__Information__:

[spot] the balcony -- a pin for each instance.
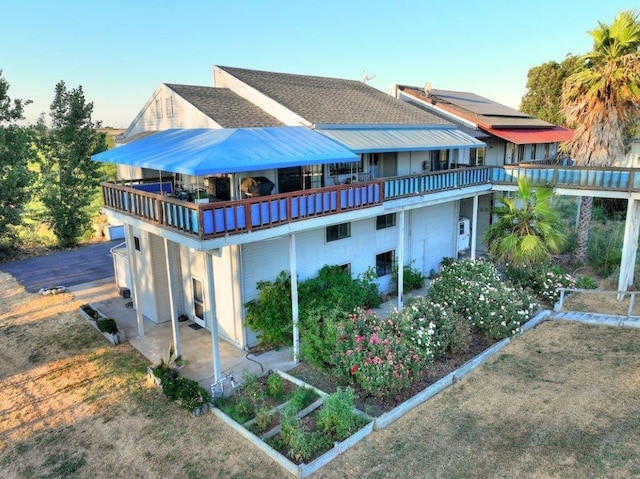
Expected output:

==

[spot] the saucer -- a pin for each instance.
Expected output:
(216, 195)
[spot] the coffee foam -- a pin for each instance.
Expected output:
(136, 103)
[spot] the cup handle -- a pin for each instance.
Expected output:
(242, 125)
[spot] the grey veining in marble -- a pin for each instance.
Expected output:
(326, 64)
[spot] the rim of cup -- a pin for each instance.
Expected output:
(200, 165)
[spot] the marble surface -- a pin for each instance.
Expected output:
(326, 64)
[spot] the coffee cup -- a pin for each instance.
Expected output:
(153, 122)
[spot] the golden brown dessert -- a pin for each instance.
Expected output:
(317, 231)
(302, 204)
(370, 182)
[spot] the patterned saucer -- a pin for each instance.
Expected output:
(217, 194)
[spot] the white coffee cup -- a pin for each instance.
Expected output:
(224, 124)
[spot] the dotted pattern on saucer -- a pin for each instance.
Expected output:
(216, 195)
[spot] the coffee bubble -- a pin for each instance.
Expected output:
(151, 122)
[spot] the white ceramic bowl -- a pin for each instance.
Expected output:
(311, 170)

__Exercise objective__: What lines in the data above contain the word "coffee"? Copy them all.

__Result of this exercise__:
[spot] the coffee foam -- a pin for each instance.
[spot] the coffee cup -- a pin for each instance.
[spot] the white coffee cup -- a pin for each instance.
[spot] the coffee bubble -- a pin for each instance.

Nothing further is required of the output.